**Document passage**.
***

The Guiltiest Bounty Hunter
Hands up! You are reading the TEETH newsletter, written and compiled by the revolutionary agent Jim Rossignol and secret contact Marsh Davies. This is a newsletter about table-top role-playing games: our own—that we’re publishing over here and also here —as well as interviews, links, and general noodling. Want us to see your work? Get in touch!
Hello, You
Links!
Notoriously Alone With My Guilt
Hello, you.
Teeth news is that Marsh has neeeeaaaarly finished designing, illustrating, and laying out the book! He’s like a wizard!
We’re going to talk about some of the challenges involved in that within the next newsletter, but I have to say that most of the challenges were Marsh’s, because he had to do all the drawing and fiddle formatting stuff, work which is beyond my rough spade-like hands and gentle poet’s mind.
Most importantly this means that the book itself should land in this near half of this year, and we’ll be excited to share it with you! Thanks to everyone who contributed to the beta testing, you are a credit yourselves and your people.
LINKS!
I am fascinated by the prolific Lucas Rolim’s work, and Mini Kingdom is no exception. It is a “non-violent” or “conversation starting” RPG session, in which combat is definitely not the answer. The mini part is quite literal, by the way.
This is actually several years old now, but having been Googling some stuff around Mörk Borg, I have to say that “Mörk Borg’s Putrescence Regnant is a grim ‘bog crawl’ adventure releasing as a vinyl music album” is the best Mörk Borg headline I have ever seen.

***

**Provided data**.
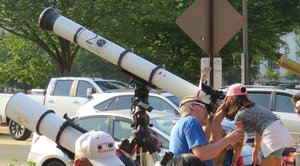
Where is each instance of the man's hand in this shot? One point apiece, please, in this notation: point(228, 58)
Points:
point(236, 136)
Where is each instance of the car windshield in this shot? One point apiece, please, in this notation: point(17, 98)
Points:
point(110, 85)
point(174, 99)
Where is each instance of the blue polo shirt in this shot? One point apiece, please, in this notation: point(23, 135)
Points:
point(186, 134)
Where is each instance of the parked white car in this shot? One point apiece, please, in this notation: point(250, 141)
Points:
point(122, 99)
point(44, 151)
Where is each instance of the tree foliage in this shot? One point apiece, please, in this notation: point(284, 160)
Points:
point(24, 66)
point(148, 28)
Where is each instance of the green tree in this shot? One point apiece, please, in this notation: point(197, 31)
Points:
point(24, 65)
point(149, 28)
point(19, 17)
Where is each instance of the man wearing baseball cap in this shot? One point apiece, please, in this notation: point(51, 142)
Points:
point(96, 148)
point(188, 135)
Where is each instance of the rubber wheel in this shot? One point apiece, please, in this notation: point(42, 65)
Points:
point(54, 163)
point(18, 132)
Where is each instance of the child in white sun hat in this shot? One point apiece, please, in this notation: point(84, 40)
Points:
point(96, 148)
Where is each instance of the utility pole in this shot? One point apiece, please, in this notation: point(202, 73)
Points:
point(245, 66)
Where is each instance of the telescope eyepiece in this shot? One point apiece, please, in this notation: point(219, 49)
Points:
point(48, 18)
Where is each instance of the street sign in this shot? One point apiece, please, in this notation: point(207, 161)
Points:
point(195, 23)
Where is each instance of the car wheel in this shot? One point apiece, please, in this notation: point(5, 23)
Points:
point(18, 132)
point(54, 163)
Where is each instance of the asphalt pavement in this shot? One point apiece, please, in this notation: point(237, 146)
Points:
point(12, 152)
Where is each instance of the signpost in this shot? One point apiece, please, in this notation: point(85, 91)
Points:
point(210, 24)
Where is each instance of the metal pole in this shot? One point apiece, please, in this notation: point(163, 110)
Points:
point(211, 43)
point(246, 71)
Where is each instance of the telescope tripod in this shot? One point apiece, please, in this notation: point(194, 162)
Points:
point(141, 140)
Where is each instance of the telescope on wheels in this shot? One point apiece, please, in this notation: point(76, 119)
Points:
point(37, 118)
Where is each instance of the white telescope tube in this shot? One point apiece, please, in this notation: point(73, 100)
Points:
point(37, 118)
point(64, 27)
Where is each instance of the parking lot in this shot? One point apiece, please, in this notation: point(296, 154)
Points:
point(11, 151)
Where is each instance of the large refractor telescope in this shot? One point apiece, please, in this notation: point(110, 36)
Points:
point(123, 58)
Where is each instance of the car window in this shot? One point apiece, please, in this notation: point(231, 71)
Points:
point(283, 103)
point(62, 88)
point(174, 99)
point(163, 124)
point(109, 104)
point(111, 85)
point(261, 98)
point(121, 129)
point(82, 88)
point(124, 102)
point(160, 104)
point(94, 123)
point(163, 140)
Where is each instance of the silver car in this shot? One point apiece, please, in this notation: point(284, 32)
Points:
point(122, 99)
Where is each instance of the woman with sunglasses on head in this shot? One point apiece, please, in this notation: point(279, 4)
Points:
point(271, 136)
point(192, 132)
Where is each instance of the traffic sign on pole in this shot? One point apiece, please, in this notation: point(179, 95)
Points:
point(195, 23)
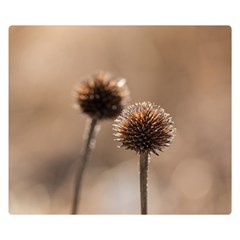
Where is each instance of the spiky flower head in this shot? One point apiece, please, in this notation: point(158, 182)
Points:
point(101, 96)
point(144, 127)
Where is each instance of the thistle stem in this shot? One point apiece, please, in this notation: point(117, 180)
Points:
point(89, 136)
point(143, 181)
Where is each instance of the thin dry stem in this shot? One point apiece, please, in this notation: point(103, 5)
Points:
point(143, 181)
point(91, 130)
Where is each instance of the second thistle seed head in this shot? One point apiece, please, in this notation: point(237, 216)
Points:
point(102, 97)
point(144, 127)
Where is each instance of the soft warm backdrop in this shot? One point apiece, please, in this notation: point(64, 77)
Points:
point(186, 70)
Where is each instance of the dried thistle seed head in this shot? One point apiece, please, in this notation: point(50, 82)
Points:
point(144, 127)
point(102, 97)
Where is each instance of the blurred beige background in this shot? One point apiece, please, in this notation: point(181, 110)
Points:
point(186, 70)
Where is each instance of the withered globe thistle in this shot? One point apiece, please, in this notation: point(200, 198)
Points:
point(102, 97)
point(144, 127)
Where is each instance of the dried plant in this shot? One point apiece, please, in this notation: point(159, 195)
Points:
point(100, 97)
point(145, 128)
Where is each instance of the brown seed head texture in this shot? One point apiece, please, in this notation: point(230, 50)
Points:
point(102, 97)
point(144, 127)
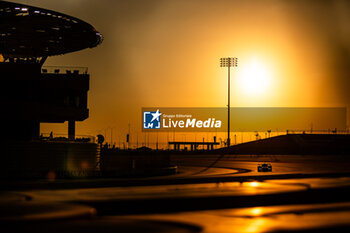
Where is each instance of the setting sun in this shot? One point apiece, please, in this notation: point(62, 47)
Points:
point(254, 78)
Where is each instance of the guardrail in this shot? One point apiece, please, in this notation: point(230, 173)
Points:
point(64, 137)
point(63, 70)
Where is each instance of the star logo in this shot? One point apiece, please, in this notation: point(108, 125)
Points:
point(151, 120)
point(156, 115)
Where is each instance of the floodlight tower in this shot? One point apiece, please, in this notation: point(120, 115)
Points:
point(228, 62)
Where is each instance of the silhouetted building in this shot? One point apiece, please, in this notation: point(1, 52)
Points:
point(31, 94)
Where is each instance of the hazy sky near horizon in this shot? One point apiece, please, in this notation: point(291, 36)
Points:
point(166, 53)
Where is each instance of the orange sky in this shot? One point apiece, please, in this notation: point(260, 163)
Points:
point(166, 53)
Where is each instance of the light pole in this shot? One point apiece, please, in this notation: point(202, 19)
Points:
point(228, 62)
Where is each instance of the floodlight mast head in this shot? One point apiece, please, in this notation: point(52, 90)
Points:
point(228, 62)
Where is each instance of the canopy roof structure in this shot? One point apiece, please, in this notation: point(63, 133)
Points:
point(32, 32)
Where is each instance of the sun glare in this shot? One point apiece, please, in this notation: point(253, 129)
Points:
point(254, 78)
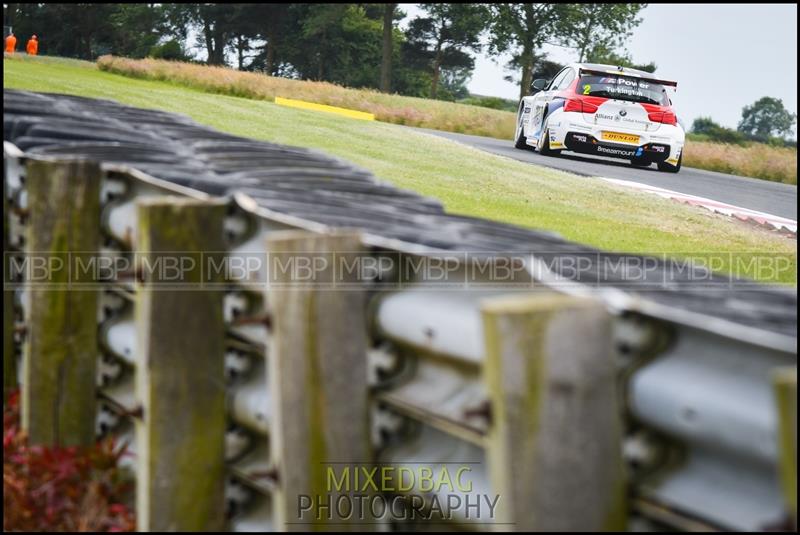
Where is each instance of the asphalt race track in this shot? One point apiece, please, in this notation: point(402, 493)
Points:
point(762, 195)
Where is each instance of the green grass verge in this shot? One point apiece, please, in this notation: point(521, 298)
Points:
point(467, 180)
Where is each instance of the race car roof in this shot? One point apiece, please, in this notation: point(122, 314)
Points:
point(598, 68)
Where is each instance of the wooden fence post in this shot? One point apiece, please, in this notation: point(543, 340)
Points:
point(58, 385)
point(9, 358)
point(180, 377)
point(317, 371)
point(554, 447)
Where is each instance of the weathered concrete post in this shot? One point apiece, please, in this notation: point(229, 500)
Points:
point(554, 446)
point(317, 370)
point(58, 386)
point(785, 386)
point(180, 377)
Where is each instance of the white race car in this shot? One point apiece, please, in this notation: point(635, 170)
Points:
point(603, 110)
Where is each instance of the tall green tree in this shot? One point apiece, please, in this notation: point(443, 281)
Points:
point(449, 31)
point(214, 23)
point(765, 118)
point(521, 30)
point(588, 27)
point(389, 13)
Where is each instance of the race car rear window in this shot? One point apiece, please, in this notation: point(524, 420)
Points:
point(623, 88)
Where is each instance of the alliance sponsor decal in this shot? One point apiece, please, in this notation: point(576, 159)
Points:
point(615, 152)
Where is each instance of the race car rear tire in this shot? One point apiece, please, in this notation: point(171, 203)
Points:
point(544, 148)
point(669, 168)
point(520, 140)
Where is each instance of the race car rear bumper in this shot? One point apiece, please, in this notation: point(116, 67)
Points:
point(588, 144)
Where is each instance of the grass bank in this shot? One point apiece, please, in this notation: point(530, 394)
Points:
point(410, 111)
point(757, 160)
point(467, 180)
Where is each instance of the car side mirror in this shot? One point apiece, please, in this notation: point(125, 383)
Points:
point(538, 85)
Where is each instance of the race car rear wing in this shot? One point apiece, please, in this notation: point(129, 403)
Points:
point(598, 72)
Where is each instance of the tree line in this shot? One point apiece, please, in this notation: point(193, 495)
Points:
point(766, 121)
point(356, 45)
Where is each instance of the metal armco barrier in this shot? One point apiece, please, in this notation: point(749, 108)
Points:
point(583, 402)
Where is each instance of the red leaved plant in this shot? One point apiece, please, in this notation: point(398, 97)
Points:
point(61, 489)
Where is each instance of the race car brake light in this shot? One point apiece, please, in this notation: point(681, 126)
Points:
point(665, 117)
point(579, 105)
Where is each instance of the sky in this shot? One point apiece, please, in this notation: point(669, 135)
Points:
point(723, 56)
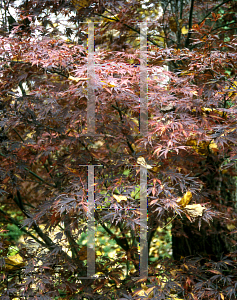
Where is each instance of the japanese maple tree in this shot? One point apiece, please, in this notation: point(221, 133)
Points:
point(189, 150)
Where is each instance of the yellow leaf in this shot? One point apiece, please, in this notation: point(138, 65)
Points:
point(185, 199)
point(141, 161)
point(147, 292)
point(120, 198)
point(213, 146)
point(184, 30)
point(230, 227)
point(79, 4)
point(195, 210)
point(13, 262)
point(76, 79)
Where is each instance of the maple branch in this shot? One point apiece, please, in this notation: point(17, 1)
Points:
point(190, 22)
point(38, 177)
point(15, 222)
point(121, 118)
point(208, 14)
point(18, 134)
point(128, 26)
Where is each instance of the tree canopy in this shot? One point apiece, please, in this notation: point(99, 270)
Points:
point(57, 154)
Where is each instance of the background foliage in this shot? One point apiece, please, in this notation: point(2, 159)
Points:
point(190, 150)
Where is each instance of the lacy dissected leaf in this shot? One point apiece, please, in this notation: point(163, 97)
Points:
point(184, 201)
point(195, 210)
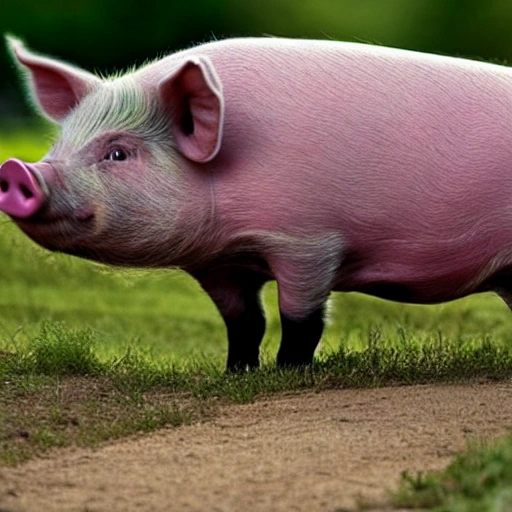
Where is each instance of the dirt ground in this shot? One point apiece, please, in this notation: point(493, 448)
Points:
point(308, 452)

***

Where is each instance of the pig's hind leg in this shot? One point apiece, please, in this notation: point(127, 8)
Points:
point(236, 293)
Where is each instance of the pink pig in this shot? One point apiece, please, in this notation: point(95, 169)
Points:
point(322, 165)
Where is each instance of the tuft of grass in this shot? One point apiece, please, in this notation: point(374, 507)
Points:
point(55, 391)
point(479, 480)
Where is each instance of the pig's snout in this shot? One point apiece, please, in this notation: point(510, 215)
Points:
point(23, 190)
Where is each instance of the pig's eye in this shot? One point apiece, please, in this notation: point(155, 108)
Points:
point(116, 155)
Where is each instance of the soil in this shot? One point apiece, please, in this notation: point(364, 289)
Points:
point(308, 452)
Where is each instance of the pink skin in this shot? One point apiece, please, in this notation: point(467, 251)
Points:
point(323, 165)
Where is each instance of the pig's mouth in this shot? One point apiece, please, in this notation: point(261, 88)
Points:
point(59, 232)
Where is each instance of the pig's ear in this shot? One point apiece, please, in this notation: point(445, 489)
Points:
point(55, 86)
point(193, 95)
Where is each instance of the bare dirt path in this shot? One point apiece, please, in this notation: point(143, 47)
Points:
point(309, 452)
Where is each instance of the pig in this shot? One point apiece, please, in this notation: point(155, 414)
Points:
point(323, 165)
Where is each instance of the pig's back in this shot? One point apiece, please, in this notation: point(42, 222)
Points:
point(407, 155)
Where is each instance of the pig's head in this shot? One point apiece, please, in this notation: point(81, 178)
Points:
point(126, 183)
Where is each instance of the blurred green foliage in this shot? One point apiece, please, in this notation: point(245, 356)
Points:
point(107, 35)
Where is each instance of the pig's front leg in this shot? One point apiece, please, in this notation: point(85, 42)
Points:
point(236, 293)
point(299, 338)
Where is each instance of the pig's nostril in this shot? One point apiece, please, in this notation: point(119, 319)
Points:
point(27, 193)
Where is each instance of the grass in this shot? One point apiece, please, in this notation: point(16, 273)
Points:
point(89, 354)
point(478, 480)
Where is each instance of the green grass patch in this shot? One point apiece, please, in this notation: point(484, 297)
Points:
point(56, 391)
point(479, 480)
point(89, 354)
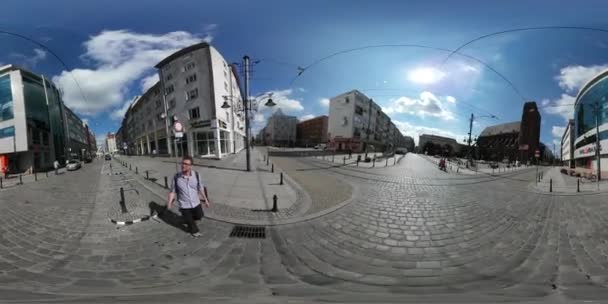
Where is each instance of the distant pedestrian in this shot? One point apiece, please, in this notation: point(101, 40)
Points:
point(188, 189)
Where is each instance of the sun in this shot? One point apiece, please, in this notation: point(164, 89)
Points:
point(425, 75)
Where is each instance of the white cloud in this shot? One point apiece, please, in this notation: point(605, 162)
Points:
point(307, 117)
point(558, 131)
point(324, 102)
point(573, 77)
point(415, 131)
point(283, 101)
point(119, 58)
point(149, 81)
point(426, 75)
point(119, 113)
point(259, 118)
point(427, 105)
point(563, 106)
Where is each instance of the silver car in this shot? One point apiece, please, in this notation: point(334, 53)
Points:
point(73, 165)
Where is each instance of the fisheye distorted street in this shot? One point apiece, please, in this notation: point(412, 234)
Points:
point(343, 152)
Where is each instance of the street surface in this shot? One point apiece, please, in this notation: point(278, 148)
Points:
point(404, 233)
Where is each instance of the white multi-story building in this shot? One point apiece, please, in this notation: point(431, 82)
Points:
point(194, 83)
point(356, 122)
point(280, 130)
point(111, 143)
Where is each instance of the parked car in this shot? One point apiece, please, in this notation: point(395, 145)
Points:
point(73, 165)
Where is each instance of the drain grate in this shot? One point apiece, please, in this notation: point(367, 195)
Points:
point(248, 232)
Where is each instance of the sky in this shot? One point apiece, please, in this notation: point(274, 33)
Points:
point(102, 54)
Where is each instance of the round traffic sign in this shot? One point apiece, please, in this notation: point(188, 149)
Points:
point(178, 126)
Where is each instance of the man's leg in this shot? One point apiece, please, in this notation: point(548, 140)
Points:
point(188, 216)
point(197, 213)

***

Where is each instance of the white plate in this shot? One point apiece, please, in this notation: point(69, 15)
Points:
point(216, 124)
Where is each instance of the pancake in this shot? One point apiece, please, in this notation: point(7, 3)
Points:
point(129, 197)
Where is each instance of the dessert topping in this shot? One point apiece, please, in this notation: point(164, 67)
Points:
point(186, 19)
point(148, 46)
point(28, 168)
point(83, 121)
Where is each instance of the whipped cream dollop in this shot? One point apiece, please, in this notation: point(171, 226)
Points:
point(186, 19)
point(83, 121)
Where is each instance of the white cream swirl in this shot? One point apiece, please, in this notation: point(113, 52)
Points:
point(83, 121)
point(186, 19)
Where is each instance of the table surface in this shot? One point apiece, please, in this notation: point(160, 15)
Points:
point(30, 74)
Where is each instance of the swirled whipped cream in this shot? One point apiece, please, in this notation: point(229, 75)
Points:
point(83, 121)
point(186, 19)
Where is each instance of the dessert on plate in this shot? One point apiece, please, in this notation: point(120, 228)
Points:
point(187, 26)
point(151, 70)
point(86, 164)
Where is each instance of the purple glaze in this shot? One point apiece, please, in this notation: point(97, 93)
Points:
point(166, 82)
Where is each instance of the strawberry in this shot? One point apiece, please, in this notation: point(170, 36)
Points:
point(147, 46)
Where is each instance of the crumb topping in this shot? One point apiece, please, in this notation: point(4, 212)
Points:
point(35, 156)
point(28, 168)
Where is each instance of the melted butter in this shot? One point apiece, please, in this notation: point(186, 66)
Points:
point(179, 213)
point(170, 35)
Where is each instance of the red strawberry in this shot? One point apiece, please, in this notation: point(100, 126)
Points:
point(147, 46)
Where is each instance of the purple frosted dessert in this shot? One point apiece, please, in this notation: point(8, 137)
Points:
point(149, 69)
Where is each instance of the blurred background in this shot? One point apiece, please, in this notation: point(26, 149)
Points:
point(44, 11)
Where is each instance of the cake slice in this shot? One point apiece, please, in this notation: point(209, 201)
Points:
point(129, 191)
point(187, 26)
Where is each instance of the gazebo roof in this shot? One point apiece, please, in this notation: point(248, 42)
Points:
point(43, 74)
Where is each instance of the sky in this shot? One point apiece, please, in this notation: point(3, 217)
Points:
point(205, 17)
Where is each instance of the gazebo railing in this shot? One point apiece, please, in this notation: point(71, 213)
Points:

***

**Your objective**. Copy the passage of the TEETH newsletter from "Most importantly this" up to and including "have ever seen.".

**Completed task**.
Most importantly this means that the book itself should land in this near half of this year, and we’ll be excited to share it with you! Thanks to everyone who contributed to the beta testing, you are a credit yourselves and your people.
LINKS!
I am fascinated by the prolific Lucas Rolim’s work, and Mini Kingdom is no exception. It is a “non-violent” or “conversation starting” RPG session, in which combat is definitely not the answer. The mini part is quite literal, by the way.
This is actually several years old now, but having been Googling some stuff around Mörk Borg, I have to say that “Mörk Borg’s Putrescence Regnant is a grim ‘bog crawl’ adventure releasing as a vinyl music album” is the best Mörk Borg headline I have ever seen.